__Problem requirements__.
Repeat every row below word for word, changing nothing.

__The input__.
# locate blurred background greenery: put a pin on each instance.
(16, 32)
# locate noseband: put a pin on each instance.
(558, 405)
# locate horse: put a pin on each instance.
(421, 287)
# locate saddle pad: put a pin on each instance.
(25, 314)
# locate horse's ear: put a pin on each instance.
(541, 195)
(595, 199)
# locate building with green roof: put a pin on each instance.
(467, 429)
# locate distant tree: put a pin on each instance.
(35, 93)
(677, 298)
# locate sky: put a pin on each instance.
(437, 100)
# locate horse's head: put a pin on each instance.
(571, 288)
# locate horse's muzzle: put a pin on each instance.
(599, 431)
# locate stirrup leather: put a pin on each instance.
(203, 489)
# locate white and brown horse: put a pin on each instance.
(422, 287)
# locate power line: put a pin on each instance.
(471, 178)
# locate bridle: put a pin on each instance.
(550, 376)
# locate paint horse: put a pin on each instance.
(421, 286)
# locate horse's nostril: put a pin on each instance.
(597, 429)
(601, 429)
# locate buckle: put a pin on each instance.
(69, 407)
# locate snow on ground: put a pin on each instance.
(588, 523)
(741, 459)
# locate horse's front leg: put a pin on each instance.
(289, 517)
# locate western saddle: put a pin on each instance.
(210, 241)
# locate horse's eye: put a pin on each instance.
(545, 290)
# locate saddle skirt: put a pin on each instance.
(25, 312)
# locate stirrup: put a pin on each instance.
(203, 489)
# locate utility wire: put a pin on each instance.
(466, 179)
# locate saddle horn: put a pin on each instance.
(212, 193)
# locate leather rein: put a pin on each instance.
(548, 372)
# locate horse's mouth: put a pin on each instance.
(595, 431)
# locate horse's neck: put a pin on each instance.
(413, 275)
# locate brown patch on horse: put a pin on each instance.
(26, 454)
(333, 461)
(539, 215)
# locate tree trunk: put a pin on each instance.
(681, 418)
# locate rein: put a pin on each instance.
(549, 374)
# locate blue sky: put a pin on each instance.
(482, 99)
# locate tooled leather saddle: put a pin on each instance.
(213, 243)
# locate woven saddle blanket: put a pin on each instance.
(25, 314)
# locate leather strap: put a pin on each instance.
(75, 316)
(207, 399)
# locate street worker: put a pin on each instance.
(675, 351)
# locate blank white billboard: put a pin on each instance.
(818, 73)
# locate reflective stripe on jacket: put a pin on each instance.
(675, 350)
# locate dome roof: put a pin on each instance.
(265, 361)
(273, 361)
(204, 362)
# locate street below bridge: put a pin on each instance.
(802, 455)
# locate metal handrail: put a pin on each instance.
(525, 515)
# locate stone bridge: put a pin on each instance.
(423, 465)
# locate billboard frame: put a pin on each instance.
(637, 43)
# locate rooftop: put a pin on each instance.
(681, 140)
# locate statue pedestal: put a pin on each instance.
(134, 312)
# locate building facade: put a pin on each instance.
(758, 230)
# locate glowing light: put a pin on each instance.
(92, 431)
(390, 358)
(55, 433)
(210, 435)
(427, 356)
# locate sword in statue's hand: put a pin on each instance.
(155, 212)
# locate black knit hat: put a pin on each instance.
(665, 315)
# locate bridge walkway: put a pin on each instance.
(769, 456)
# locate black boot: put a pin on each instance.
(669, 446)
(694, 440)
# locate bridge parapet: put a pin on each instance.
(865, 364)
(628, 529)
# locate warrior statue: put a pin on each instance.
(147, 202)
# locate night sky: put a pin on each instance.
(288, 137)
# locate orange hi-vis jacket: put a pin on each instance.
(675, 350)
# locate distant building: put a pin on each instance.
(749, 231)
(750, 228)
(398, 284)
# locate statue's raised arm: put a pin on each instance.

__Response for this exercise__.
# locate blurred background greenery: put a pin on each instance.
(16, 32)
# locate noseband: put a pin on each instance.
(558, 405)
# locate horse: put a pin on each instance.
(421, 287)
# locate saddle pad: put a pin on each instance.
(25, 314)
# locate horse's ear: put a pin on each instance.
(541, 195)
(595, 199)
# locate building with green roof: put a pin on each instance.
(467, 429)
# locate distant tree: put a pin on each instance.
(35, 93)
(677, 298)
# locate sky: put a pin on each instance.
(437, 100)
# locate horse's head: put a pin on each instance.
(571, 288)
# locate horse's muzzle: put a pin on each instance.
(599, 431)
# locate stirrup leather: put a pin on each instance.
(203, 489)
# locate white and brown horse: put a pin on each instance.
(422, 287)
# locate power line: put a pin on each instance.
(471, 178)
# locate bridle: put a pin on each instance.
(550, 376)
# locate paint horse: put a pin on each instance.
(421, 286)
# locate horse's nostril: put a pin on each instance.
(597, 429)
(601, 429)
# locate buckle: put a pin on each instance.
(69, 407)
# locate snow on ground: put a pin on each instance.
(588, 523)
(741, 459)
# locate horse's front leg: put a pin on each instance.
(289, 517)
# locate western saddle: put a pin on each instance.
(210, 241)
# locate horse's eye: put a pin on each instance.
(545, 290)
# locate saddle skirt: put a pin on each instance.
(25, 312)
# locate stirrup: put a pin on each instance.
(203, 489)
# locate utility wire: put a pin on each instance.
(466, 179)
# locate saddle horn: put a pin on each instance.
(212, 193)
# locate leather rein: put a pin on each instance.
(548, 372)
# locate horse's mouth: put a pin on each instance.
(595, 431)
# locate horse's neck: put a pin on each instance.
(413, 275)
# locate brown patch on horse: put a pin on each instance.
(26, 454)
(333, 461)
(539, 215)
# locate tree trunk: put a pin on each instance.
(681, 418)
# locate rein: put a pin on each instance.
(549, 374)
# locate blue sky: put a pin on each instance.
(482, 99)
# locate tooled leather saddle: put a pin on each instance.
(213, 243)
# locate woven saddle blanket: put a pin on each instance.
(25, 314)
# locate leather strap: put a pin on each instance.
(75, 316)
(207, 399)
# locate street worker: put a pin on each instance.
(675, 351)
# locate blank white billboard: put a pin on each instance.
(818, 73)
# locate reflective stripe on jacket: put a pin on each instance.
(675, 350)
# locate dome roof: put a pin on each instance.
(265, 361)
(273, 361)
(204, 362)
# locate street below bridge: put a pin on each instance.
(802, 455)
# locate metal handrail: put a pin on each instance.
(525, 515)
# locate stone bridge: put a pin on each instance.
(423, 465)
# locate billboard frame: put a pin on each instance.
(637, 43)
# locate rooftop: put a pin on each instance.
(681, 140)
# locate statue pedestal: put a pin on each instance.
(134, 312)
# locate building facade: put a pin on each instance.
(758, 230)
# locate glowing light: put a pin on each instance.
(92, 431)
(390, 358)
(55, 433)
(210, 435)
(427, 356)
# locate sword in statue's hand: put a pin on each instance.
(155, 212)
# locate black knit hat: put a pin on each instance.
(665, 315)
# locate bridge walkway: put a pin on each instance.
(769, 456)
# locate black boot: put a pin on each instance.
(669, 446)
(694, 440)
# locate bridge parapet: put a pin on each instance.
(865, 364)
(628, 529)
# locate warrior statue: put a pin on each instance.
(147, 202)
# locate night sky: put a pin on each instance.
(288, 137)
# locate orange hi-vis jacket: put a pin on each instance.
(675, 350)
# locate distant building: put a pin on each instance.
(749, 231)
(750, 228)
(398, 284)
# locate statue's raised arm: put a pin on each instance.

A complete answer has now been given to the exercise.